## THE PROBLEM:
Print every record exactly, omitting none.
[Opening INPUT DATA section]
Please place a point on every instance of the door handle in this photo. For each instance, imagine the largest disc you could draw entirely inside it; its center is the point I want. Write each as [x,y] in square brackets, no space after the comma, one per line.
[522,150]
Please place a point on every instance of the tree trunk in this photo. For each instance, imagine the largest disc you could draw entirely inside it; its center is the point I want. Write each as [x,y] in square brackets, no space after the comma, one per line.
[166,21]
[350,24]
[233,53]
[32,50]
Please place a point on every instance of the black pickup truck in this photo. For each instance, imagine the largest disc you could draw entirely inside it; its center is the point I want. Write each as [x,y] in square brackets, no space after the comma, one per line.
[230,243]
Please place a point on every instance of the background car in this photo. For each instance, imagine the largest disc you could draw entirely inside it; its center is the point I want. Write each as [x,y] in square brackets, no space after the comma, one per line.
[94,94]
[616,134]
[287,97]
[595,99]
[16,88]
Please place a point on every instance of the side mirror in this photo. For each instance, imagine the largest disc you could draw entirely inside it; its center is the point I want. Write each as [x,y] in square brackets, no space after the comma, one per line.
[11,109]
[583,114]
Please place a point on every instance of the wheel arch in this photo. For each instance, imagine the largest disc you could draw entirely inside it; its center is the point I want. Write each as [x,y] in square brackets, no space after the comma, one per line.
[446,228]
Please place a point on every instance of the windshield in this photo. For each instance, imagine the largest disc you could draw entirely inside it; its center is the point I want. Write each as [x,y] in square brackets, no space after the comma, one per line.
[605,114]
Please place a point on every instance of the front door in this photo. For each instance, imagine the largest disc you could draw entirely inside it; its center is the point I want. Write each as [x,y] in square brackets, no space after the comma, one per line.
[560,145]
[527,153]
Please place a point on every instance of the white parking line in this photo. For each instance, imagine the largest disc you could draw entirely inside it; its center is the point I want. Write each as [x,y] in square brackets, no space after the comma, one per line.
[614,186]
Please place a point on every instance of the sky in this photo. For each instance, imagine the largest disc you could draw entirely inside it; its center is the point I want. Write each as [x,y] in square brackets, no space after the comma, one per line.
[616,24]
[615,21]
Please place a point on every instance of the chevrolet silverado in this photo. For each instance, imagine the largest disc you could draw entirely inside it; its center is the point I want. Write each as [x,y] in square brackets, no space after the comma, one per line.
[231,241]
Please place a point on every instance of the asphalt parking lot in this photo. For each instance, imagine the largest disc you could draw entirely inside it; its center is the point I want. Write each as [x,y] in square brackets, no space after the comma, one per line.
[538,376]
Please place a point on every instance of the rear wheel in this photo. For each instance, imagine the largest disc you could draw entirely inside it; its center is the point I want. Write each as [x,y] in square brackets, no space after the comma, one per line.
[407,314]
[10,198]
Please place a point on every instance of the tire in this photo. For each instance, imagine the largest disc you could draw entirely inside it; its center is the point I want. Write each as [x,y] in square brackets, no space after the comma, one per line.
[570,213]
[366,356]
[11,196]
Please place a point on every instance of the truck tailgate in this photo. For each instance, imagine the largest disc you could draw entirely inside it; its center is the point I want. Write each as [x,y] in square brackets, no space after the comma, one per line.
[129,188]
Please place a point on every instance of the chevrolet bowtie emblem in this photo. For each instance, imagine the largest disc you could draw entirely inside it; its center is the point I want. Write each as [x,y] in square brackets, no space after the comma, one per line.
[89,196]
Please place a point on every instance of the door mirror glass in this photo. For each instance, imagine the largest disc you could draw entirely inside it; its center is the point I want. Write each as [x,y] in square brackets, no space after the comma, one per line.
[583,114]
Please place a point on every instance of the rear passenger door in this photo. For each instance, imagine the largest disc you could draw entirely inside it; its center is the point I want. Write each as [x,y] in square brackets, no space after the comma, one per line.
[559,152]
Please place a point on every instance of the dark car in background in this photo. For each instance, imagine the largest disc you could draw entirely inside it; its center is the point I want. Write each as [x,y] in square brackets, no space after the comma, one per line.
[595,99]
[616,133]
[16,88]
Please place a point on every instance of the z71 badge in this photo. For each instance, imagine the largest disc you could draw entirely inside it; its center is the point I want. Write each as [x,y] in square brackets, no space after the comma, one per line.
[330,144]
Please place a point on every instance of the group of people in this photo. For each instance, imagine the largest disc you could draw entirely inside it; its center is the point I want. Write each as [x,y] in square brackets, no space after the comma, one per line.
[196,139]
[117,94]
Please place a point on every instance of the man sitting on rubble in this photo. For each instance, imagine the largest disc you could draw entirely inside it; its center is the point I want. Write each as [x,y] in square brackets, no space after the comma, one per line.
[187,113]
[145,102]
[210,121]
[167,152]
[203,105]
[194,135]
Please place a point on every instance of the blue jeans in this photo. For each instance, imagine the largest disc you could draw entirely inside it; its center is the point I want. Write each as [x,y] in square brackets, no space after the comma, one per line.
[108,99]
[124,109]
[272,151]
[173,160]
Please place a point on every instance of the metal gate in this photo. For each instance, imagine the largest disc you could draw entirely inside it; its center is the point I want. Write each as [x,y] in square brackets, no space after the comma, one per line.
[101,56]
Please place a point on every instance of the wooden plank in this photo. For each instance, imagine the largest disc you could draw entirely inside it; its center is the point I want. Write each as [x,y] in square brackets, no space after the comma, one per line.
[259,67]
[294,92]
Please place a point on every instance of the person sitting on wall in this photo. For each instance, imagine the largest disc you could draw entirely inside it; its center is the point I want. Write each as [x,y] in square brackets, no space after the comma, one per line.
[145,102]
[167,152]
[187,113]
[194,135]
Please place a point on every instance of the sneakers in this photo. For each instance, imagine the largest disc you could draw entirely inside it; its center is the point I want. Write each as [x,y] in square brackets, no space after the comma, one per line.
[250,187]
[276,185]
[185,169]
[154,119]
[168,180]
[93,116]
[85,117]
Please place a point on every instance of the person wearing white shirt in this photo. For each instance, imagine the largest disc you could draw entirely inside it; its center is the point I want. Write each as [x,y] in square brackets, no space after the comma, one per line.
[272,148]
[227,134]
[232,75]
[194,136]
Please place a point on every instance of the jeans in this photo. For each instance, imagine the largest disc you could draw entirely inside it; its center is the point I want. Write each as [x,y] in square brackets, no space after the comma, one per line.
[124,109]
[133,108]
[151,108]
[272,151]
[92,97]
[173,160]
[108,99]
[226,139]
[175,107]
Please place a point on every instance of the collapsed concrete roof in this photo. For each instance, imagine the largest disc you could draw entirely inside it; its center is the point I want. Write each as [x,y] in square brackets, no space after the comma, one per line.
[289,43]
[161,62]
[Closing INPUT DATA section]
## PROBLEM SOLUTION:
Please place a point on every instance of the door handle in this photo. For each instance, imagine the largest disc you could draw entirely inside it; its center is the point I want. Write each as [x,y] in square brackets, no space after the comma, one per line.
[522,150]
Please place a point on every instance of the tree trunk in this photo. For each instance, imagine the largest disc you could draw entirely inside it; its center is the point I want. Write each as [x,y] in square brackets, no space after the comma, one per line.
[166,21]
[350,24]
[233,53]
[32,50]
Please place a point on every instance of the black pickup truck in this photo. For each instance, imagine the largest disc you could draw entirely inside it; its center is the point I want. Write each as [x,y] in square brackets, no space after the comma, one per line.
[230,243]
Please place a point on every instance of the background car in this photo. For each instance, imagine the largest disc you could draw entirely inside it; its center is the point I want. Write each as [x,y] in square brackets, no space after the comma, one per line.
[94,94]
[616,134]
[287,97]
[595,99]
[16,88]
Please place a point on every instance of the side mirror in this photo. For each instance, imagine the largest disc you could draw entirely inside it; its center is the point I want. Write each as [x,y] in square brackets, no space after the comma, one per line.
[11,109]
[583,114]
Please place a point on every instance of the wheel arch in this photo. For each instance, imagine the largest disc you could draw entirely inside it; its center is the point I want. Write each as [x,y] in square brackets, no space after the comma, one per line.
[446,228]
Please place a point on every instance of the windshield in this photo. For each instance, imagine the largest disc you could draw entirely inside it; its center is the point I want. Write each as [x,y] in square brackets, no space after the comma, one per line.
[605,114]
Please place a point on every instance of the front door in this photo. For each instance, imagine the largest disc you could draw entirely inside it; its center is the point I want. Write each as [x,y] in square brackets, no space after the comma, one per line.
[560,145]
[527,153]
Please place a point on every instance of the white parking line in this photo. For each instance, imagine the largest disc you could draw entirely inside it; its center is the point I want. Write each as [x,y] in square brackets, no space after the comma, one per line.
[614,186]
Please place a point on every instance of the sky in this photo. For each instance, imagine the largest disc you could draw entirely inside it; its center is the point I want. Write each as [x,y] in square brackets, no space after the comma, one per line.
[616,24]
[615,21]
Please place a point on every instance of the chevrolet silverado in this photo. For each instance, imagine the largest disc you could draw entirely inside it; its center is the point I want. Write each as [x,y] in square brackets, no space after the comma, one per line.
[231,241]
Please place a point on every instance of the asphalt parking lot in this photo. For each instance, imagine the largest disc you could draw entirely inside it; its center is the point I want. Write each as [x,y] in square brackets, no space after the comma, one per line.
[538,376]
Please place a point on every instance of the rear wheel in this photo. For each instance, imagine the largest disc you could draw entirely inside it; its center is the point I want. Write each as [x,y] in square brackets, no space after the comma, one per line.
[407,314]
[10,198]
Please place a point on every instance of the tire in this photo. For each instance, imagine the largest disc you could draw entirely inside it; its center is the point I want. Write each as [x,y] in square brackets, no space after the comma, one per line.
[570,213]
[366,356]
[11,196]
Please place a point on every instance of the truck tailgate in this photo. For each instance, imagine the largest disc you could draw entirely inside it; its center is the point I want. Write each as [x,y] in square brackets, no space after the comma, one per line.
[129,188]
Please place a point on every instance of the chevrolet bowtie emblem in this photo. For each instance, imagine the largest disc you could draw entirely inside it; its center is the point I want. Write each as [x,y] in square brackets, no space after the comma, one per line.
[89,196]
Please place a point on every instance of the door mirror glass in this photo. For each instance, imagine the largest disc you could draw entirely inside it; its center is the point I want. Write each as [x,y] in square brackets, no space after the comma, one per line.
[583,114]
Please place a point on every instance of the rear passenger door in this photo. For each instance, imagine the largest disc you could draw entirely inside it; its center is the point I want. Write each as [x,y] in square brackets, no space after the comma, one per line.
[559,152]
Please place a point on every instance of the dark car in background in this photo. For each instance, imagine the largest disc you could draw entirely inside it; its center is the point I want. Write each as [x,y] in square brackets, no space after the comma, one per line.
[595,99]
[616,133]
[16,88]
Please place a point on every instance of the z71 badge in this photo. For each instance, imagine the largest disc you could draw entirely inside it; its center is the point I want. Write each as [x,y] in square brackets, no space after the comma, one per line.
[330,144]
Please place a point on every instance of the group of people in this photo. For each instance, imagine the largest disc you could draw entirely inside it; its center is the point I want. Write each as [x,y] in square brackets, no space after the comma, one per line.
[196,139]
[117,94]
Please place a point on every instance of the man sitting on rubble in this photo. For each instance, imagine the largest disc you could draw entirely inside it; its center is the point I want. Write each as [x,y] in square brackets, no space after the comma, one per line.
[187,113]
[145,102]
[210,121]
[167,152]
[203,105]
[194,135]
Please place a point on every instance of the blue jeans in this photo. For each instance, imagine the largest disc you could draw entirely inside it; its center is the point I want. Write each as [x,y] in square brackets, no space after the comma, one per line.
[108,99]
[124,109]
[272,151]
[173,160]
Please place a point on every instance of the metal gate in this photo. For each instance, imagine the largest disc you could draw entirely inside it; its center is the point I want. Write each as [x,y] in square brackets, no space after the comma, one per line.
[101,56]
Please place a point on every instance of the wooden plank in this photo. For each instance, imagine the largest disc you could draw entirely inside it; its center is the point I want. Write each as [x,y] in square brackets, no space after the comma, one per line.
[259,67]
[294,92]
Please place a point on every instance of the person sitting on wall in this photo. For each instance, imagine the largest disc you could draw entirely inside it; its center is the point I want. Write each as [x,y] in square brackets, no space after the comma, one per line.
[145,102]
[167,152]
[187,113]
[194,135]
Please place a point on every instance of the sneakers in this photo. For each instance, imagine the largest disc you could draw entirely inside it; its center is the point I want. Write each as [x,y] in square brackets, no space after the comma, one per line.
[250,187]
[276,185]
[185,169]
[154,119]
[168,180]
[93,116]
[85,117]
Please place a point on every instance of the person wearing white shirt in this photo. For each instance, imagine the largest disc you could draw entirely inside it; its center is the point I want. Write each as [x,y] in square brackets, no space after the comma, one per line.
[272,148]
[227,134]
[232,75]
[194,136]
Please place a point on every instance of the jeans in this photo. For each instance, imagine the largest disc you could draw entirely inside it; its center is the point I want. Write each as [x,y] in square brackets, no space after the comma, one per line.
[124,109]
[133,108]
[151,108]
[272,151]
[92,97]
[173,160]
[108,99]
[226,139]
[175,107]
Please place a point on every instance of the collapsed concrete roof in this photo. For each instance, imagine the largest disc you could draw entirely inside it; its center is the point I want. Write each as [x,y] in square brackets, no space after the comma, one per line.
[289,43]
[161,62]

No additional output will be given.